Par Ana Vasconcelos Martins et Sophie L. Vériter Assistantes de recherche, Histoires d'Europe, Programme Dahrendorf, Centre d'études européennes, Université d'Oxford
Les récits, aussi insaisissables soient-ils, sont des forces puissantes de l'histoire qui façonnent les événements autant que les événements les façonnent. À l'heure où l'Europe est confrontée à de nombreux défis - économiques, sociaux, environnementaux, politiques, voire existentiels et fondamentaux - les histoires que l'Europe raconte aujourd'hui détermineront ce qu'elle deviendra dans dix ans, et au-delà. D'où l'importance de comprendre les principaux récits qui préparent l'avenir de l'Europe.
À l'occasion de sa conférence du 10e anniversaire en mai 2019, le programme Dahrendorf pour l'étude de la liberté a officiellement lancé le projet Histoires d'Europe, qui est financé par la fondation Mercator, la fondation ZEIT et la fondation Friedrich Naumann. Ce projet a pour but de recueillir les histoires que l'Europe raconte et devrait raconter, ainsi que les attentes des Européens à l'égard de l'UE pour l'avenir.
Comme l'a fait remarquer à l'époque le professeur Timothy Garton Ash, directeur d'Europe's Stories, il y a potentiellement autant d'histoires européennes qu'il y a d'Européens. Pourtant, quel que soit le nombre de moments uniques qui façonnent le récit de chaque individu, il existe des moments passés, des préoccupations actuelles et des espoirs pour l'avenir de l'Europe qui sont transversaux aux expériences des Européens de l'ensemble du continent.
Recherche et événements
Notre équipe de plus de 20 chercheurs de toute l'Europe a entrepris de cerner les moments et les objectifs déterminants qui constituent les histoires de l'Europe en combinant les méthodes de recherche suivantes :
- Entretiens qualitatifs avec des personnes de générations, de lieux et de milieux sociaux différents, ainsi qu'avec des experts de divers domaines, et auto-interviews de ces personnes ;
- Sondage d'opinion sur les préférences politiques de l'UE en partenariat avec le projet eupinions de la Fondation Bertelsmann ;
- Recherche secondaire : données recueillies dans le cadre d'autres projets normatifs, descriptifs et analytiques, ainsi que d'initiatives interactives telles que des sites web, des podcasts et des mouvements liés aux thèmes des Histoires d'Europe.

Consignes:
1. Répondez à ces questions sur l'extrait :
(a) En quel mois et quelle année le projet Histoires d'Europe a-t-il été officiellement lancé ?
(b) Combien de chercheurs compte l'équipe du projet ?
(c) Avec quel projet de la Fondation Bertelsmann le sondage d'opinion est-il mené ?
2. Recopiez l'extrait depuis « Recherche et événements » jusqu'à « des Histoires d'Europe. ».
3. Relevez toutes les fondations nommées dans l'extrait.

Données fournies:
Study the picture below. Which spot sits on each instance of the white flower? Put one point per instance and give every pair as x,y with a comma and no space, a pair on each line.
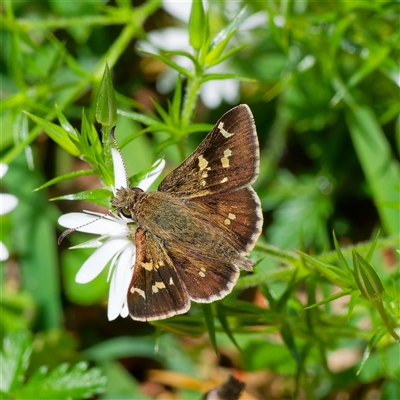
115,243
7,203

Corrigé des exercices:
1.
(a) En mai 2019.
(b) Plus de 20 chercheurs.
(c) Le projet eupinions.

2.
Recherche et événements
Notre équipe de plus de 20 chercheurs de toute l'Europe a entrepris de cerner les moments et les objectifs déterminants qui constituent les histoires de l'Europe en combinant les méthodes de recherche suivantes :
- Entretiens qualitatifs avec des personnes de générations, de lieux et de milieux sociaux différents, ainsi qu'avec des experts de divers domaines, et auto-interviews de ces personnes ;
- Sondage d'opinion sur les préférences politiques de l'UE en partenariat avec le projet eupinions de la Fondation Bertelsmann ;
- Recherche secondaire : données recueillies dans le cadre d'autres projets normatifs, descriptifs et analytiques, ainsi que d'initiatives interactives telles que des sites web, des podcasts et des mouvements liés aux thèmes des Histoires d'Europe.

3. La fondation Mercator, la fondation ZEIT, la fondation Friedrich Naumann, la Fondation Bertelsmann.